INSTRUÇÃO DA TAREFA: Retome o texto sobre eugenia e higienismo no Brasil logo após a última frase apresentada e dê continuidade a ele.

***** TEXTO FORNECIDO

Com o advento do pensamento positivista, o darwinismo social, o pensamento eugênico e a teoria da degeneração, passaram a ser chaves do entendimento "científico" da questão racial, entronizava-se, agora sob a roupagem cientificista, o homem branco como raça superior. Na Europa, o Brasil era citado entre os teóricos racistas e darwinistas sociais como um de degeneração produzida pela "miscigenação racial promíscua" (Masiero, 2005). A mestiçagem repercutia a transmissão, por herança biológica, de taras e defeitos como a "apatia", a "imprevidência", o "desequilíbrio moral e intelectual" e a "inconstância" (Santana & Santos, 2016). O higienismo devinha o movimento, ao mesmo tempo médico e político, de gestão da população para fins de controle da 'degeneração'.
Segundo Masiero (2005, p. 200), nas primeiras décadas do século XX, as teorias raciais positivistas prosseguem seu avanço, inclusive quanto às teorias psicológicas, fornecendo uma série de hipóteses para se pensar as causas da loucura: com Franco da Rocha, o higienismo aplicado à esfera do mental; com Ignácio Cunha Lopes, a inteligência e a personalidade com o eugenista Renato Kehl; a seleção do bem dotados na educação, por Jean Ovide-Decroly etc. Eram dois os grandes fatores atribuídos à "degradação humana" e ao atraso do desenvolvimento nacional: (1) a mistura de raças e culturas distantes; e, (2) a mistura entre indivíduos portadores de boas qualidades genéticas com os já degenerados, independente de etnia e origem (Masiero, 2005, p. 200).
À medida que florescem no Brasil, movimentos eugenistas e higienistas se propuseram a tarefa de regenerar a nação e evitar a degeneração física e mental da população. Enquanto a eugenia asseverava que "o processo de seleção natural eliminava os indivíduos com menor capacidade de adaptação", o surgimento das ideias de proteção social (em termos de assistência médica e previdência social) avançava. As políticas públicas mais coletivas eram ora criticadas ora polarizadas em termos de controle e poder de polícia por motes racistas e eugenistas.
[...] era por intermédio de aparelhos como a Sociedade Eugênica de São Paulo, a Liga Brasileira de Higiene Mental, a Liga Pró-saneamento do Brasil e periódicos como o Boletim de Eugenia que esses intelectuais, principalmente médicos, formulavam, veiculavam suas ideias e formavam grupos que pressionavam o Congresso Nacional e o Poder Executivo (Santana, & Santos, 2016, p. 34).
Duas grandes oposições, nesse momento se deram, de forma a mitigar os efeitos dessa gestão médico-racializada da vida no Brasil. De um lado, o movimento sanitarista refutara o atrelamento entre "mestiçagem racial" e "insucesso econômico e cultural": "os homens eram improdutivos porque estavam doentes" (Santana & Santos, 2016). De outro, sob a influência de Gilberto Freyre e a chegada do Estado novo, o nacionalismo brasileiro passa a pensar numa "raça brasileira", a partir da "miscigenação e da assimilação", tomada, desta vez, de forma "positiva". Os projetos autoritários que se seguiram às profundas raízes da escravidão, e ao recalcamento da miscigenação como violência branca sobre os corpos negros e indígenas, ajudaram a consolidar o racismo no Brasil.

**********
***** CONTEÚDO DOS REGISTROS

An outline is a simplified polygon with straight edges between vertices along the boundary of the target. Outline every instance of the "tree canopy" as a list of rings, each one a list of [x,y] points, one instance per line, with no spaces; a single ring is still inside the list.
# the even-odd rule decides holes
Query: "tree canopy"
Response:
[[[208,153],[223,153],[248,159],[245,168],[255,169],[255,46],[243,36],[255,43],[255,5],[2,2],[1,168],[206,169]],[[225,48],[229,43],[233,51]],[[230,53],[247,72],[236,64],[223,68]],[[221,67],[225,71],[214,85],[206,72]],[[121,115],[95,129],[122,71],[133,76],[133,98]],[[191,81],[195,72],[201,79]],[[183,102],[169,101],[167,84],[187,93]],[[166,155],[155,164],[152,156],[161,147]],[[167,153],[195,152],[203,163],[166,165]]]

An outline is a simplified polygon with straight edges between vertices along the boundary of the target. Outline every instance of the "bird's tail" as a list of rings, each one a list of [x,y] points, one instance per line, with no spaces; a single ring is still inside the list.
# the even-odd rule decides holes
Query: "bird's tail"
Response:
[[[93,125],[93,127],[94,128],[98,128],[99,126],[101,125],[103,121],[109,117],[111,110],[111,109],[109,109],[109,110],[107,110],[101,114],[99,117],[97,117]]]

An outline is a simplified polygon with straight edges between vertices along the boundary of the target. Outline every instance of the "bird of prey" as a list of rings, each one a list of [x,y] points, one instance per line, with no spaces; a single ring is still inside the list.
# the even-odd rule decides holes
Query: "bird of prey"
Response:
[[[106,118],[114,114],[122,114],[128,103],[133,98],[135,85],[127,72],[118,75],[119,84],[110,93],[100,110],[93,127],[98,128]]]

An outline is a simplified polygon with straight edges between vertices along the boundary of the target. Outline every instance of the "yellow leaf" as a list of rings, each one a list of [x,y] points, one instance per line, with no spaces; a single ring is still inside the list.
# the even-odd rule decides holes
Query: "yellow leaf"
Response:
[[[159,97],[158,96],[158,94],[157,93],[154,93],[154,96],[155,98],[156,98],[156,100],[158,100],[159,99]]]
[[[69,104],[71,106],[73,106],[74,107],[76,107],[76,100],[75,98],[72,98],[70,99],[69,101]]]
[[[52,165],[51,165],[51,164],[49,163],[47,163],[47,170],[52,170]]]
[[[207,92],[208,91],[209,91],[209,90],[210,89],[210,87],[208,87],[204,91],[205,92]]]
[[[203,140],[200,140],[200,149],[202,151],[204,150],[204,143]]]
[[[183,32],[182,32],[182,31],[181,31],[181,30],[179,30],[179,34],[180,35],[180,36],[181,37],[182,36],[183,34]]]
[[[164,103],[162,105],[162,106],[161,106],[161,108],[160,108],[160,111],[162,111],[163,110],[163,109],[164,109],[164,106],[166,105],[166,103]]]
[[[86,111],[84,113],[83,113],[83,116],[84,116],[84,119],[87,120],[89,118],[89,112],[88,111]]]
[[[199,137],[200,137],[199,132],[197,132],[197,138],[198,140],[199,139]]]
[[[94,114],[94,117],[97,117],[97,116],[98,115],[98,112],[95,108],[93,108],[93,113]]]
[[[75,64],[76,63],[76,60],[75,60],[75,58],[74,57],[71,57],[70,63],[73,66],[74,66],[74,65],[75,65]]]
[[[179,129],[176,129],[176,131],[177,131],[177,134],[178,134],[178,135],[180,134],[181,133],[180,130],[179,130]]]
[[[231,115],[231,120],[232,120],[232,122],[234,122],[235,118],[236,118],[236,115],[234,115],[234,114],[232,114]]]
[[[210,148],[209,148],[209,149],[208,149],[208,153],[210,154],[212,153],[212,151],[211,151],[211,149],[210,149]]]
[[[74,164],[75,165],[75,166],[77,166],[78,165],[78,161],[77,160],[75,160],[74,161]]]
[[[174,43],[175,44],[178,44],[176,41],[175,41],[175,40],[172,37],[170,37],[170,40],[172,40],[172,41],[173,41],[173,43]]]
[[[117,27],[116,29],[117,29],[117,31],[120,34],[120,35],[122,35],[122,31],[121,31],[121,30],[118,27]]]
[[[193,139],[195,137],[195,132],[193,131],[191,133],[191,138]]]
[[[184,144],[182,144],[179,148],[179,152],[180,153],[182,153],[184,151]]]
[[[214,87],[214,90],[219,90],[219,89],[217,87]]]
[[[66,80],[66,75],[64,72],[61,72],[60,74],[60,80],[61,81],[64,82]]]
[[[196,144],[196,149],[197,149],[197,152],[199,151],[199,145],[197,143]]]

**********

CAMPO DE RESPOSTA:
A psicanálise, que tem a ver com isso?
No início de nosso artigo, utilizamos o cenário da pandemia de Covid-19 como contexto e como analisador das formas como nossa sociedade conjuga o poder sobre a vida e a morte com um racismo que lhe é inerente, além de ponderarmos sobre o quanto o sofrimento ligado à pandemia foi muito seletivamente passível de chegada e elaboração por meio de uma escuta clínica.
Pois bem, nossa questão, neste momento deste escrito, é menos pensar por que essas pessoas não chegam aos psicólogos clínicos e analistas - ou mesmo sobre como tornar essa chegada possível - do que lançar luz sobre o porquê muitas vezes os psicanalistas se mostram indiferentes ou pouco propositivos aos efeitos de sofrimento de vida ou morte ligados ao racismo. Se o racismo e a gestão bio e necropolítica têm uma história, que se particulariza pelas contingências materiais, políticas e culturais ao longo do tempo, algo semelhante pode também ser dito em relação à própria história da psicanálise em nosso país. Mas, de onde viria essa impermeabilidade?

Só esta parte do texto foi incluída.